*** Opening of DOCUMENT TEXT ***

The male has always considered himself stronger and more powerful than the female. The physical difference and will to dominate others have led to inequality in the relationship and the man is the aggressor in most cases. Relationships that begin with romantic feelings and mutual trust can quickly deteriorate to discord in time when challenges and stress increase in the relationship. Without the childhood roots of an experience of consistent parental love and affection, the adult does not know how to love another intimately in an unselfish way.

There may be a superficial relationship mainly based on a passing physical and emotional attraction that leads to an agreement by the couple to satisfy each other’s emotional and sexual needs. But the endurance and strength within a relationship to endure and overcome every challenge of life for sixty years of partnership will be lacking. That is unless the persons recognize their weakness and the need to commit themselves to acquiring and absorbing important values and virtues and practicing them in their daily lives. To have a harmonious intimate relationship, what is needed is unselfish service to other people. That sharing must go beyond the partner to the community. Otherwise, it is just self-serving and lacking integrity. For a couple to have a common goal of service to others is ideal.

There are many happy families that have this higher standard of intimate friendship where each partner recognizes the importance of the values and dedicates themselves to the idea of living the values of faithfulness, honesty, trustworthiness, transparency, unselfish sacrifice and service to community and family.

However, relationships that are not built on such virtues and values but rather on selfish satisfaction of emotional and sexual desires and urges are likely to fail and collapse into breakup, conflict or violence. This violence is mostly perpetuated by men, former or present partners, or males outside of a relationship. For minor-girls, it is a male peer or a gang-mate or boyfriend that commits acts of sexual violence against her.

The statistics are shocking. Thirty percent of women and children, aged 15 and older in the world (that is one in every three girls and women) have suffered intimate partner violence by husband or non-partner violence at least once in their lives. Many have endured constant acts of violence. That is an estimated 736 million girls and women worldwide.

*** Close of DOCUMENT TEXT ***

▸ EXERCISE REQUIREMENTS:
1 - Rewrite the passage on intimate relationships from the words "The male has" through the words "an unselfish way.", putting "attacker" in place of "aggressor".
2 - Continue the passage on intimate relationships and violence against women from the point where it ends.

*** Opening of SOURCE MATERIAL ***

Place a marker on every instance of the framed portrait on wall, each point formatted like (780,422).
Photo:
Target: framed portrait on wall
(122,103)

*** Close of SOURCE MATERIAL ***
*** Opening of SOURCE MATERIAL ***

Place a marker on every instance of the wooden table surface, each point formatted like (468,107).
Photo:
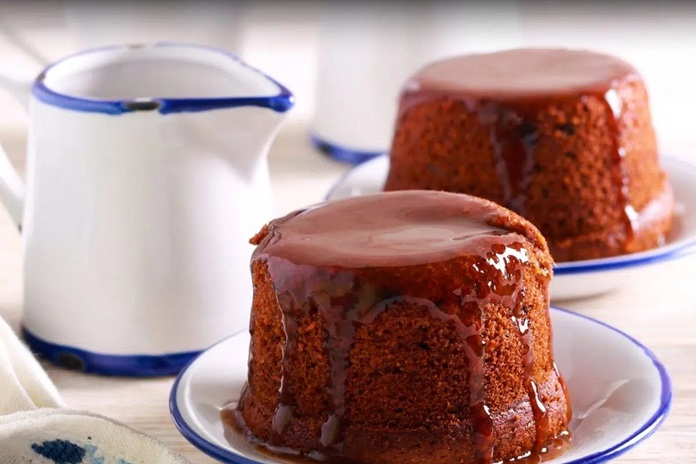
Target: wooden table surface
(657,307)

*** Close of SOURCE MATERIAL ***
*** Opening of SOURCE MATERIAL ***

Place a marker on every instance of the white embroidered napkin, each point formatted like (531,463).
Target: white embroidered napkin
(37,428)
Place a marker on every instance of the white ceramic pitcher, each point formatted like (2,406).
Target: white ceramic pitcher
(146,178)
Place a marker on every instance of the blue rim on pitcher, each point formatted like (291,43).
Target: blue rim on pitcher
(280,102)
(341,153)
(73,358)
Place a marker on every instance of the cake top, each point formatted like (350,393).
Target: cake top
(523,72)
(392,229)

*** Close of SOURCE MATERIAL ***

▸ TASK RESULTS:
1 -
The male has always considered himself stronger and more powerful than the female. The physical difference and will to dominate others have led to inequality in the relationship and the man is the attacker in most cases. Relationships that begin with romantic feelings and mutual trust can quickly deteriorate to discord in time when challenges and stress increase in the relationship. Without the childhood roots of an experience of consistent parental love and affection, the adult does not know how to love another intimately in an unselfish way.

2 -
One in every three children have experienced sexual violence at least once in their lives. These acts have increased dramatically during the Covid lockdown. It has been established that a least 6 percent of women have reported they have suffered sexual violence by men other than their husbands or live-in partners. However, since there is a stigma attached to rape, most do not report or seek help from anybody. They endure and live with the pain and suffer trauma.

In the past 12 months 22 percent of women that live in poor countries or the “least developed” were victims of violence from partners. The world average for more developed countries is 13 percent. This is a huge disparity and poverty and lack of education play a significant role in violence against children and women.

Human trafficking is a form of violence against the person and most victims are women and girls making up 72 percent of all trafficked persons. Boys are trafficked also but out of every four children that are trafficked, three are girls and it is for sexual exploitation, the worst form of violence against children after incest.

To change the situation and to prevent more violent acts against women and children, it seems that promoting and teaching the virtues and values is one important remedy. Encouraging people to accept and choose to live these values can lead people to have a lasting loving, respectful and mutually supportive relationship that will never descend to violence.

UN Women have recommended RESPECT, each letter for one value: Relationship skills strengthening; Empowerment of women; Services ensured; Poverty reduced; Enabling environments (schools, workplaces, public spaces) created; Child and adolescent abuse prevented; and Transformed attitudes, beliefs and norms.